*Goal of the exercise*
Search the entries below for "the lamp post.". Give that line and all the lines after it again, exactly, through the last, without pictures.
** Working data follows **
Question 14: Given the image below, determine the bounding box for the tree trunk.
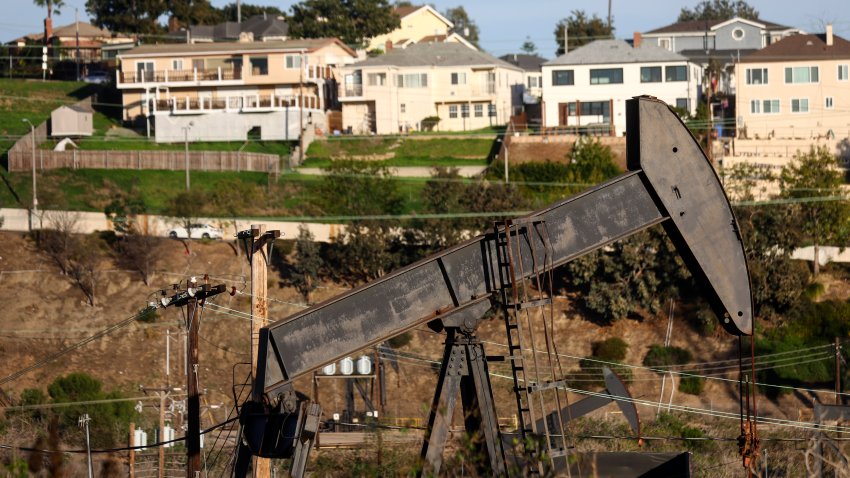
[814,242,820,276]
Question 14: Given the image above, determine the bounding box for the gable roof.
[352,42,519,70]
[120,38,356,58]
[9,21,117,43]
[189,15,288,42]
[544,39,689,66]
[499,53,548,71]
[393,4,453,28]
[646,17,792,35]
[739,33,850,62]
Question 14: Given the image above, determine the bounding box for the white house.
[541,38,702,135]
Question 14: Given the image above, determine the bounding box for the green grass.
[410,125,505,136]
[394,138,493,158]
[305,136,494,164]
[306,136,397,158]
[299,156,487,168]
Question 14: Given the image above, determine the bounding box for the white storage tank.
[356,355,372,375]
[339,357,354,375]
[322,363,337,376]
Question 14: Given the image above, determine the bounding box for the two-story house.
[116,38,357,142]
[541,38,701,135]
[339,42,523,134]
[367,4,476,52]
[735,26,850,140]
[642,16,801,93]
[499,53,547,101]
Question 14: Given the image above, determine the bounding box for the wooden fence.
[8,147,280,174]
[7,104,280,174]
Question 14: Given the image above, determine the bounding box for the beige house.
[339,42,524,134]
[367,5,475,51]
[735,27,850,140]
[116,38,357,142]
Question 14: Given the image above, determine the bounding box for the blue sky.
[8,0,850,58]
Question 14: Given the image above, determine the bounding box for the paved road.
[297,166,487,178]
[0,208,343,242]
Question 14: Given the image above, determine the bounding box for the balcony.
[147,94,323,115]
[471,82,497,97]
[117,67,243,88]
[343,83,364,97]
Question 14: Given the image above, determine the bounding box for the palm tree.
[33,0,65,43]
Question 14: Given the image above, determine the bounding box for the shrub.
[643,345,692,369]
[421,116,440,132]
[678,375,704,395]
[591,337,628,361]
[805,282,825,300]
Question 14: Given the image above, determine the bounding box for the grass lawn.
[299,156,487,168]
[306,136,398,158]
[40,137,292,157]
[305,136,494,166]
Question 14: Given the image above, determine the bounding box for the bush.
[678,375,704,395]
[805,282,825,300]
[421,116,440,132]
[643,345,692,369]
[136,305,158,323]
[591,337,628,361]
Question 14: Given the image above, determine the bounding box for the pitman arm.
[257,96,752,400]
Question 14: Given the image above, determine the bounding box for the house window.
[826,97,834,109]
[172,59,183,71]
[756,99,780,113]
[732,28,745,40]
[474,104,483,117]
[136,61,154,82]
[192,59,205,70]
[396,73,428,88]
[750,100,759,114]
[449,105,458,118]
[784,66,818,83]
[461,104,470,117]
[839,64,849,81]
[528,76,541,88]
[640,66,662,83]
[745,68,768,85]
[250,56,268,75]
[285,55,302,69]
[552,69,574,86]
[590,68,623,84]
[665,65,687,82]
[659,38,671,50]
[567,101,610,117]
[367,73,386,86]
[488,104,496,117]
[676,98,689,110]
[791,98,809,113]
[451,72,467,85]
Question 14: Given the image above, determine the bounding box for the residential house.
[116,38,358,142]
[499,53,547,101]
[641,16,801,93]
[367,5,476,52]
[735,26,850,140]
[339,42,524,134]
[541,37,701,135]
[168,14,289,43]
[9,21,135,62]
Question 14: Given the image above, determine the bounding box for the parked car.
[168,223,223,240]
[82,70,110,84]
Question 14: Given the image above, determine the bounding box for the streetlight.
[21,119,38,224]
[182,122,194,191]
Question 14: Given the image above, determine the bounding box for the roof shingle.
[544,40,689,66]
[739,33,850,62]
[351,42,520,70]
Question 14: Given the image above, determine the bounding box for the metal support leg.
[291,402,322,478]
[420,330,464,475]
[461,340,507,475]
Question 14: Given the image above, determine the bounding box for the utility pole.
[836,337,842,405]
[238,224,280,477]
[129,422,136,478]
[607,0,612,30]
[75,8,80,81]
[79,414,93,478]
[183,122,194,191]
[299,50,305,164]
[158,278,227,478]
[186,283,201,478]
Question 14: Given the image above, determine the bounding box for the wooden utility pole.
[129,422,135,478]
[186,291,201,478]
[836,337,842,405]
[158,391,166,478]
[244,224,280,478]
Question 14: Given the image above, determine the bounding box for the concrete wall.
[153,109,319,143]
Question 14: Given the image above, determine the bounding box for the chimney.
[826,24,834,46]
[385,40,393,51]
[633,31,642,48]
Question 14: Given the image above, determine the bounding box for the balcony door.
[136,61,154,82]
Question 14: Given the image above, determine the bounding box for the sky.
[7,0,850,58]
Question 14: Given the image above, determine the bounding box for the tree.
[167,0,224,27]
[553,10,613,56]
[219,2,284,21]
[780,146,850,276]
[443,6,479,47]
[33,0,65,23]
[68,234,102,306]
[166,190,208,241]
[520,37,537,54]
[86,0,167,35]
[289,0,400,47]
[291,225,323,302]
[677,0,759,21]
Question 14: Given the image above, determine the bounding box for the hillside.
[0,228,842,476]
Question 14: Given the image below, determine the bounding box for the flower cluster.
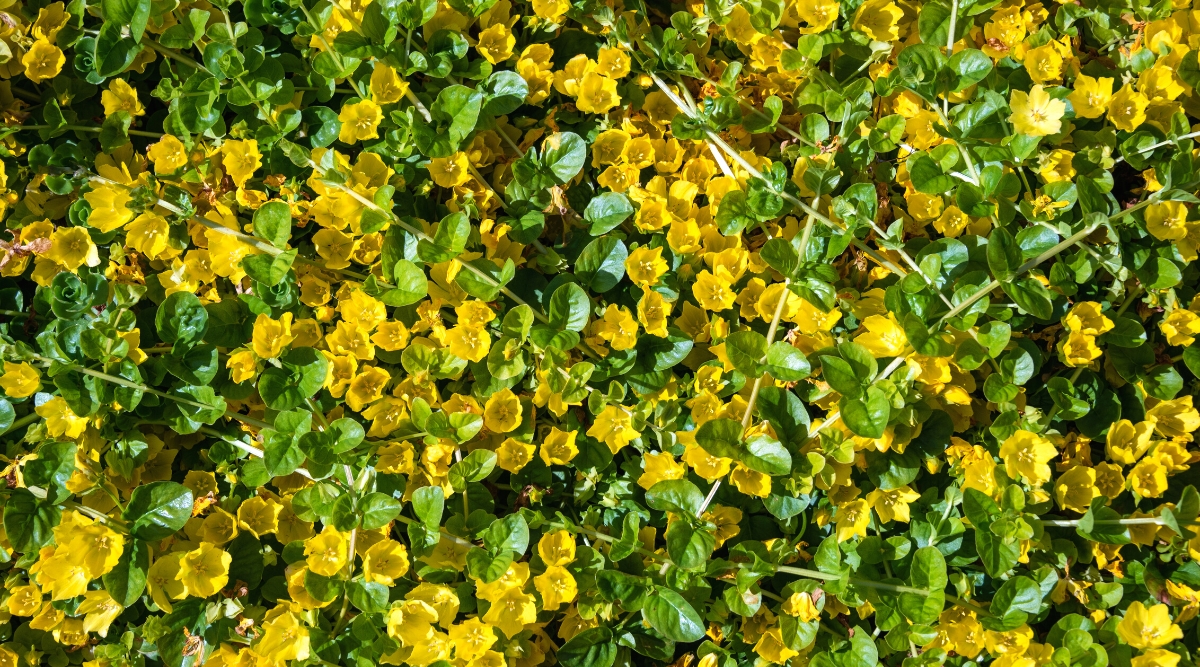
[0,0,1198,667]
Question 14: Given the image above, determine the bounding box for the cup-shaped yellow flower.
[251,312,295,360]
[0,361,40,398]
[484,388,523,433]
[1008,85,1066,137]
[338,99,383,144]
[304,526,349,577]
[540,426,579,465]
[177,543,231,598]
[855,313,909,358]
[22,39,64,83]
[1117,601,1183,649]
[999,429,1058,486]
[533,565,577,611]
[586,405,639,454]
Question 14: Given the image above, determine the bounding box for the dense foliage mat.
[0,0,1200,666]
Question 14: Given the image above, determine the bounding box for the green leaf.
[548,282,591,332]
[576,236,627,293]
[413,485,444,530]
[24,441,77,504]
[104,539,149,606]
[156,291,209,351]
[1003,277,1054,319]
[645,479,705,516]
[558,627,617,667]
[642,587,706,642]
[380,259,429,306]
[449,449,498,491]
[840,387,890,438]
[483,514,529,555]
[253,201,292,248]
[2,489,61,552]
[585,192,635,235]
[542,132,587,184]
[358,492,403,530]
[123,481,193,541]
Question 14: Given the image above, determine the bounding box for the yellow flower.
[496,437,535,473]
[638,289,670,337]
[1117,601,1183,649]
[338,99,383,144]
[694,269,737,311]
[147,135,189,173]
[866,485,921,523]
[682,440,733,482]
[1038,149,1076,183]
[1132,650,1181,667]
[101,78,145,117]
[534,565,577,610]
[1107,84,1149,132]
[363,540,410,585]
[340,289,387,332]
[251,312,295,359]
[448,617,497,662]
[540,426,579,465]
[998,430,1058,486]
[481,587,536,638]
[370,63,410,104]
[22,39,65,83]
[538,530,576,566]
[1128,454,1169,498]
[177,543,231,598]
[1063,301,1113,335]
[792,0,839,33]
[835,498,872,541]
[446,324,491,362]
[1144,201,1190,241]
[1054,465,1097,513]
[934,205,970,238]
[782,591,820,621]
[476,23,515,64]
[1145,396,1200,438]
[257,611,311,662]
[852,0,903,41]
[76,590,123,637]
[147,552,185,612]
[637,451,687,489]
[1009,85,1066,137]
[1106,419,1154,465]
[586,405,640,454]
[222,139,262,188]
[125,212,170,258]
[0,361,40,398]
[1058,331,1101,367]
[596,47,631,78]
[730,462,771,497]
[1068,75,1113,119]
[346,365,391,412]
[237,495,282,537]
[532,0,569,20]
[484,388,523,433]
[36,396,88,438]
[226,348,260,384]
[1023,43,1064,85]
[576,72,620,114]
[305,526,349,577]
[1160,308,1200,346]
[625,245,668,288]
[427,152,471,188]
[754,626,799,664]
[45,226,100,270]
[855,313,908,358]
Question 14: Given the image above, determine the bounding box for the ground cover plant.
[0,0,1199,666]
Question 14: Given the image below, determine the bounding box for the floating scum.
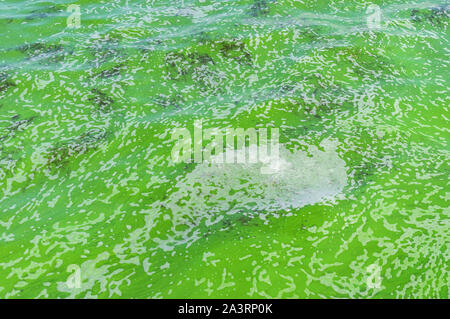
[137,140,348,251]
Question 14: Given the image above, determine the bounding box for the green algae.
[0,0,448,299]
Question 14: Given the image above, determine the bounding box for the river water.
[0,0,448,298]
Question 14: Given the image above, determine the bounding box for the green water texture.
[0,0,449,298]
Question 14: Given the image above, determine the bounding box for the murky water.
[0,0,448,298]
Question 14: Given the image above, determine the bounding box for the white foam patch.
[151,139,348,250]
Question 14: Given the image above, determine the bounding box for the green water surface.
[0,0,449,298]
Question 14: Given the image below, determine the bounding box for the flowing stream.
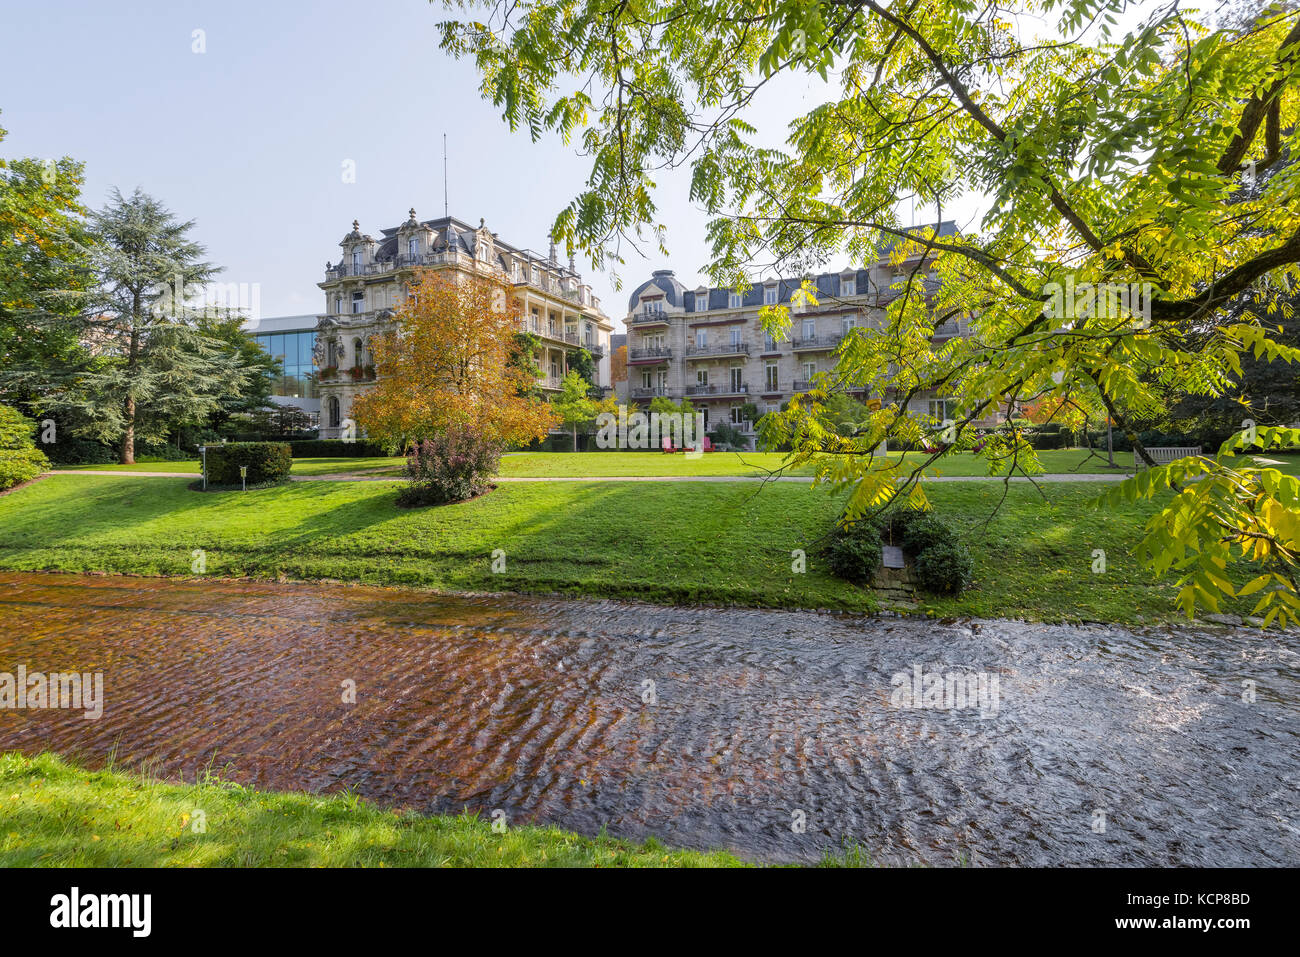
[0,571,1296,865]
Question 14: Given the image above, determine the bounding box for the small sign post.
[240,465,248,492]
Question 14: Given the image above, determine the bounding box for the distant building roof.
[627,221,958,313]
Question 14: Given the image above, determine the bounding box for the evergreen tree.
[25,188,249,463]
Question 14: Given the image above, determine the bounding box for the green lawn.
[0,470,1265,623]
[0,751,744,867]
[498,448,1138,477]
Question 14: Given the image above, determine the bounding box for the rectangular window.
[696,368,708,386]
[764,334,778,352]
[728,291,742,309]
[408,238,418,258]
[928,398,952,421]
[642,370,653,389]
[730,365,744,392]
[801,318,815,339]
[764,286,777,305]
[765,362,779,391]
[730,405,744,425]
[351,291,364,314]
[842,277,856,297]
[696,292,708,311]
[842,315,856,335]
[696,330,707,349]
[657,370,668,391]
[729,327,742,347]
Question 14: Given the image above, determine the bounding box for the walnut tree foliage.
[437,0,1300,625]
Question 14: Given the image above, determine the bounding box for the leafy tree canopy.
[439,0,1300,625]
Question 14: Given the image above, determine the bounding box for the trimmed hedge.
[203,442,292,487]
[287,439,391,458]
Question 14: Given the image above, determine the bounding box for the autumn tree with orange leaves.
[351,269,557,450]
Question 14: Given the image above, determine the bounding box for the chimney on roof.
[548,239,557,262]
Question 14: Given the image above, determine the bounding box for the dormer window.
[728,291,742,309]
[695,292,708,311]
[351,249,362,270]
[764,286,778,305]
[842,277,856,297]
[407,238,418,258]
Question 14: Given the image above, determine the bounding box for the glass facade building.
[252,330,318,399]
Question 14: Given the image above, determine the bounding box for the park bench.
[1136,446,1201,470]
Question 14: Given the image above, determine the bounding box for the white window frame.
[764,286,778,305]
[842,277,856,297]
[728,291,742,309]
[765,361,779,391]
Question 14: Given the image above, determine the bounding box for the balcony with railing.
[686,382,749,397]
[630,386,669,399]
[326,252,457,281]
[629,346,672,363]
[629,310,671,326]
[791,334,843,352]
[686,342,749,359]
[792,379,818,392]
[541,375,564,390]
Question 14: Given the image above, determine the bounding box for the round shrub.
[875,506,926,543]
[914,540,974,594]
[397,428,502,507]
[825,522,883,585]
[203,441,292,487]
[901,514,955,554]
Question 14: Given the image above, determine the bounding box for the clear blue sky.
[1,0,983,320]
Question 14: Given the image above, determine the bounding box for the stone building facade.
[315,210,614,439]
[622,221,1002,446]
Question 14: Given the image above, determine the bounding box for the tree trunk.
[572,424,578,452]
[121,396,135,465]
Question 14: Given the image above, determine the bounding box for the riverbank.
[0,752,746,867]
[0,472,1268,623]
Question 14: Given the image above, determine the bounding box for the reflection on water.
[0,572,1296,865]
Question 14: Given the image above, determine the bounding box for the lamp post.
[199,446,207,490]
[240,465,248,492]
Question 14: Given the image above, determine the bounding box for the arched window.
[327,396,340,429]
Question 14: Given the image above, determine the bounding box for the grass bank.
[0,471,1265,623]
[0,752,744,867]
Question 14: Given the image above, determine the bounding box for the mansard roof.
[632,220,959,313]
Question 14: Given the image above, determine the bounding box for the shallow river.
[0,571,1296,865]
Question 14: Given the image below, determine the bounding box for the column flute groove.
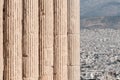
** End of Working data **
*Final answer*
Question 14: Given the image above, determine the bounding box for the lamp post.
[199,446,207,490]
[240,465,248,492]
Question 14: Given the image above, determine the bounding box for the arched window.
[327,396,340,429]
Question 14: Given the image above, determine the bounding box for the grass bank.
[0,471,1265,623]
[0,752,744,867]
Question 14: Given the image above, determine the bounding box for the mansard roof.
[632,220,959,313]
Question 14: Given the image above, determine the bounding box for the shallow river.
[0,571,1296,865]
Question 14: Given the image below, determine the bounding box for the column flute groove.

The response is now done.